(Labels for object points)
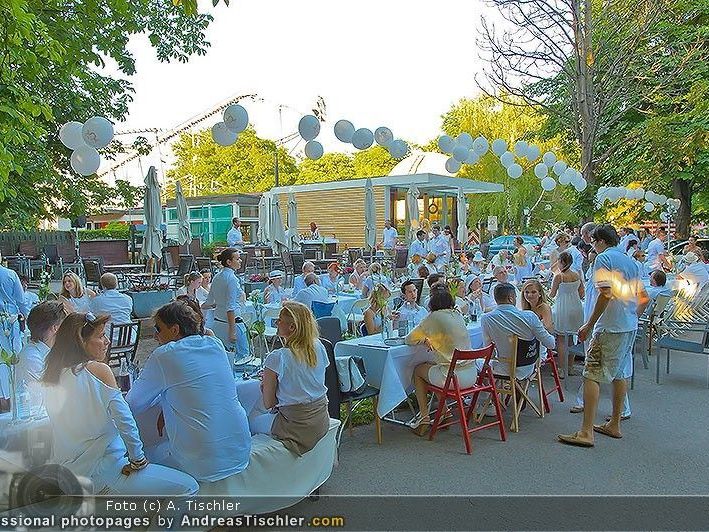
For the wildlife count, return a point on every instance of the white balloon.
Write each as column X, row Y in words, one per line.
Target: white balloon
column 548, row 184
column 452, row 166
column 514, row 171
column 70, row 135
column 383, row 136
column 97, row 132
column 560, row 167
column 446, row 144
column 344, row 131
column 460, row 153
column 236, row 118
column 465, row 139
column 541, row 170
column 313, row 149
column 507, row 158
column 549, row 158
column 222, row 135
column 533, row 153
column 398, row 148
column 481, row 145
column 309, row 127
column 499, row 147
column 85, row 160
column 363, row 138
column 472, row 158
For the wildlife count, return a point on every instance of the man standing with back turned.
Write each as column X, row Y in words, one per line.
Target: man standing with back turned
column 612, row 326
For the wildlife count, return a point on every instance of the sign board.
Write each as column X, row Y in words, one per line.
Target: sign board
column 492, row 223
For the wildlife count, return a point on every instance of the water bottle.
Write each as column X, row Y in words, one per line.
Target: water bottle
column 23, row 401
column 123, row 379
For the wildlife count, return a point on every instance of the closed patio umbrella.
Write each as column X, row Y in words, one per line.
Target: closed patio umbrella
column 370, row 217
column 293, row 239
column 184, row 234
column 152, row 212
column 412, row 208
column 279, row 240
column 462, row 219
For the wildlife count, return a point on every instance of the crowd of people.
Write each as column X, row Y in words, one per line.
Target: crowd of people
column 591, row 290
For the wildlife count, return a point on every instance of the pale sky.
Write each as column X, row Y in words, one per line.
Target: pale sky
column 398, row 63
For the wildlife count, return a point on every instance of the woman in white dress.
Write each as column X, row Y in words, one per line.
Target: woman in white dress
column 189, row 375
column 274, row 292
column 93, row 428
column 567, row 290
column 74, row 292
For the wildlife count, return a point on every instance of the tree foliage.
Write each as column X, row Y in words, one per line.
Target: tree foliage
column 51, row 57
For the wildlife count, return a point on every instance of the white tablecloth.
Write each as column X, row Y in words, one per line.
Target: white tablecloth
column 391, row 369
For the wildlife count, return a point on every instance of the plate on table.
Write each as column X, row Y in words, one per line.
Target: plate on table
column 393, row 342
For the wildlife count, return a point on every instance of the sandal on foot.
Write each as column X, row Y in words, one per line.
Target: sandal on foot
column 603, row 429
column 573, row 439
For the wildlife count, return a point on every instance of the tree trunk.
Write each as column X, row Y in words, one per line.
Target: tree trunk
column 682, row 190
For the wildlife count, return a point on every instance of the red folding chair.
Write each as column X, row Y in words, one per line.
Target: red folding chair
column 551, row 362
column 451, row 390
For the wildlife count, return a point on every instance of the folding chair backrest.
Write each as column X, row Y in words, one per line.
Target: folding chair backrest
column 321, row 310
column 330, row 328
column 332, row 382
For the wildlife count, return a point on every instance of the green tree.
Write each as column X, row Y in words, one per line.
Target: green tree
column 51, row 55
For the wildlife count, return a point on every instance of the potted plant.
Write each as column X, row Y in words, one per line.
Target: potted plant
column 148, row 298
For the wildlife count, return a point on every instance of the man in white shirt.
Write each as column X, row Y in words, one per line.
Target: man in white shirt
column 612, row 326
column 312, row 291
column 234, row 237
column 410, row 311
column 506, row 321
column 43, row 322
column 656, row 254
column 389, row 236
column 440, row 247
column 299, row 282
column 419, row 246
column 118, row 307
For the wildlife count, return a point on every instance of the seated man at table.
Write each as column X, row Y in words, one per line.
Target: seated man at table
column 312, row 291
column 299, row 282
column 189, row 377
column 506, row 321
column 118, row 307
column 410, row 311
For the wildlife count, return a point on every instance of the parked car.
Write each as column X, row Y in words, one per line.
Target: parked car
column 507, row 242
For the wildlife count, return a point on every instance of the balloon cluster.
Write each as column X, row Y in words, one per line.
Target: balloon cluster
column 363, row 138
column 235, row 120
column 309, row 128
column 651, row 199
column 85, row 139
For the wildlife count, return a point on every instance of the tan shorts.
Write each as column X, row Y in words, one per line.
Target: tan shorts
column 608, row 356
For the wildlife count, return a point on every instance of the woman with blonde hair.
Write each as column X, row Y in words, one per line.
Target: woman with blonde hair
column 377, row 304
column 74, row 292
column 294, row 381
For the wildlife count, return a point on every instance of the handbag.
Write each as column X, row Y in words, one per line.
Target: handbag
column 351, row 374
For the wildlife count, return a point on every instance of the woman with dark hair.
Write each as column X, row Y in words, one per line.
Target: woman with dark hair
column 92, row 425
column 190, row 377
column 442, row 332
column 227, row 298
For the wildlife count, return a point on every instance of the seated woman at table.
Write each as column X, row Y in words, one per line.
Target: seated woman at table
column 92, row 426
column 190, row 377
column 374, row 276
column 294, row 381
column 377, row 304
column 359, row 274
column 442, row 332
column 332, row 278
column 74, row 292
column 193, row 288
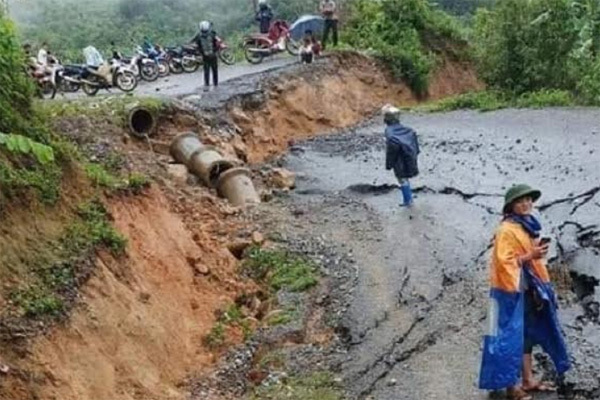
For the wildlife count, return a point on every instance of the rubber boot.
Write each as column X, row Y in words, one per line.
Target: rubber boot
column 406, row 194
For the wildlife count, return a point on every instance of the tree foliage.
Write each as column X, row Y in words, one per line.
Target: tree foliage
column 15, row 89
column 401, row 32
column 525, row 46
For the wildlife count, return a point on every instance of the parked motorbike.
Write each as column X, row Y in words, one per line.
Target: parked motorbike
column 44, row 77
column 159, row 57
column 259, row 46
column 174, row 57
column 144, row 66
column 68, row 78
column 107, row 76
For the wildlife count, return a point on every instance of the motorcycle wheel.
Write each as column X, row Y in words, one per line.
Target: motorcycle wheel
column 69, row 87
column 163, row 68
column 91, row 89
column 126, row 81
column 292, row 47
column 190, row 66
column 253, row 57
column 227, row 56
column 149, row 72
column 47, row 90
column 175, row 67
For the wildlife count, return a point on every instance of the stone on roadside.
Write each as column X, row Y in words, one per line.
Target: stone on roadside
column 283, row 179
column 258, row 238
column 178, row 172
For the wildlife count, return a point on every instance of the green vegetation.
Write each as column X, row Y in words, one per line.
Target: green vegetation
column 403, row 33
column 280, row 269
column 93, row 229
column 37, row 300
column 216, row 336
column 494, row 100
column 52, row 276
column 285, row 317
column 232, row 316
column 540, row 45
column 316, row 386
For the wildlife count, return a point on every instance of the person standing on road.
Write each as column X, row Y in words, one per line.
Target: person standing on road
column 42, row 57
column 523, row 305
column 206, row 40
column 402, row 150
column 264, row 16
column 329, row 11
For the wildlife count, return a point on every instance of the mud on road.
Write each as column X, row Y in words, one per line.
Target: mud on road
column 416, row 309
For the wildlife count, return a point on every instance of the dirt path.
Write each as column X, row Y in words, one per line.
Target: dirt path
column 418, row 309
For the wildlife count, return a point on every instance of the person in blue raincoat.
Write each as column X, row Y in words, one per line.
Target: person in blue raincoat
column 264, row 16
column 523, row 305
column 402, row 150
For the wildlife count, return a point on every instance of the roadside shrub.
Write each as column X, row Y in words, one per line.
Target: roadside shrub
column 16, row 90
column 403, row 34
column 280, row 269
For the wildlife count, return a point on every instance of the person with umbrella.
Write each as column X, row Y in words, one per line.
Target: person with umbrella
column 264, row 15
column 329, row 12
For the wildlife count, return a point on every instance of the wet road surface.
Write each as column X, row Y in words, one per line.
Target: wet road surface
column 418, row 309
column 184, row 84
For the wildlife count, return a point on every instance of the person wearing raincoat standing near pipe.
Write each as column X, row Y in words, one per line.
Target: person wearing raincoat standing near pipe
column 402, row 150
column 522, row 312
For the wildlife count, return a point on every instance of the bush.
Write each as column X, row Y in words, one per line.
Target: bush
column 16, row 90
column 528, row 46
column 280, row 269
column 494, row 100
column 403, row 34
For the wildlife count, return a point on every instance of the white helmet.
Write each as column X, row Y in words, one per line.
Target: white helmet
column 204, row 26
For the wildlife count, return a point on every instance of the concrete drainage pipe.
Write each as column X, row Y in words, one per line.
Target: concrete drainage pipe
column 141, row 121
column 184, row 146
column 235, row 185
column 207, row 162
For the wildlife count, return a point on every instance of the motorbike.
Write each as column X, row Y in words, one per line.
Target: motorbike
column 107, row 76
column 142, row 65
column 259, row 46
column 45, row 77
column 174, row 56
column 159, row 57
column 68, row 78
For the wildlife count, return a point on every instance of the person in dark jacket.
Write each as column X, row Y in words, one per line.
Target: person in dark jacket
column 402, row 150
column 264, row 16
column 206, row 40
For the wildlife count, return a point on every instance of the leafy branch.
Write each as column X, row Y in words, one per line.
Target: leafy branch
column 20, row 144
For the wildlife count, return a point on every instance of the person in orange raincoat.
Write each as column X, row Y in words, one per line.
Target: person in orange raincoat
column 522, row 303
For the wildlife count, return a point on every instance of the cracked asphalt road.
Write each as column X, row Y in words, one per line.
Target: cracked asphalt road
column 185, row 84
column 418, row 309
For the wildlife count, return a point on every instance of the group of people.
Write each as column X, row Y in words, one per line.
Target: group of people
column 523, row 305
column 37, row 64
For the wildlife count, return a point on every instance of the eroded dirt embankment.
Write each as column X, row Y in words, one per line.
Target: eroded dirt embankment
column 137, row 325
column 266, row 114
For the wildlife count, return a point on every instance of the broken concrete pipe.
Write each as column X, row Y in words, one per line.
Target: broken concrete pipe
column 215, row 171
column 141, row 121
column 184, row 146
column 208, row 163
column 235, row 185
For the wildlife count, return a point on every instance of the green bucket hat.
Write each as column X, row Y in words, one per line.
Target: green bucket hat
column 518, row 191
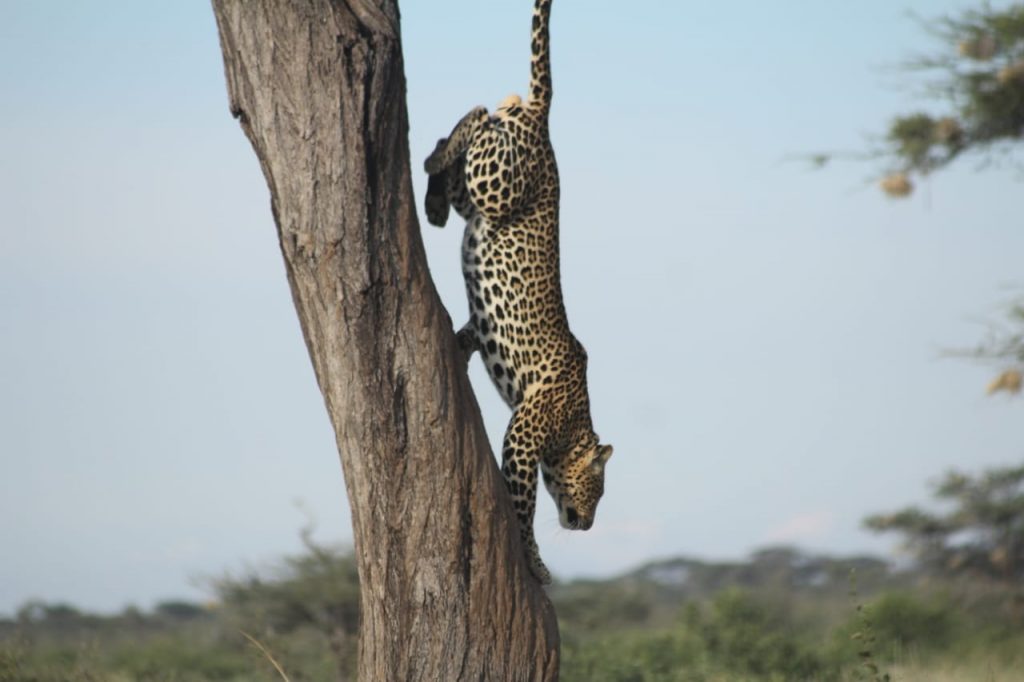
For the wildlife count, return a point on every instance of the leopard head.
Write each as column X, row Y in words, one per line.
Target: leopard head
column 578, row 486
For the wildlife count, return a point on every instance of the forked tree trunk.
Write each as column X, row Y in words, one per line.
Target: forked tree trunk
column 320, row 89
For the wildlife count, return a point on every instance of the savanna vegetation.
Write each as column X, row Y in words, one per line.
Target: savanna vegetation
column 956, row 612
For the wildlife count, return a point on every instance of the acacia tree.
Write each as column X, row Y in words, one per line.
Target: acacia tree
column 318, row 88
column 981, row 536
column 977, row 77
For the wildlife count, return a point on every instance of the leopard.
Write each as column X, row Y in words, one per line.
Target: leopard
column 498, row 171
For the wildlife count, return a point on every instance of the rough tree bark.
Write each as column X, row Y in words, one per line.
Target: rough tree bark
column 320, row 90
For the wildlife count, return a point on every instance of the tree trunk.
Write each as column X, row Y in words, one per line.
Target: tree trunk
column 318, row 87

- INSTRUCTIONS TO FOLLOW
Copy the records above word for word, from their beginning through the line containing "column 472, row 158", including that line. Leave the pictures out of your answer.

- ANSWER TO THE PROBLEM
For the wildlife count, return a point on every instance of the white balloon.
Write each as column X, row Y in words, one per line.
Target: white balloon
column 548, row 184
column 452, row 166
column 514, row 171
column 70, row 135
column 383, row 136
column 97, row 132
column 560, row 167
column 446, row 144
column 344, row 131
column 460, row 153
column 236, row 118
column 465, row 139
column 541, row 170
column 313, row 149
column 507, row 158
column 549, row 158
column 222, row 135
column 533, row 153
column 398, row 148
column 481, row 145
column 309, row 127
column 499, row 147
column 85, row 160
column 363, row 138
column 472, row 158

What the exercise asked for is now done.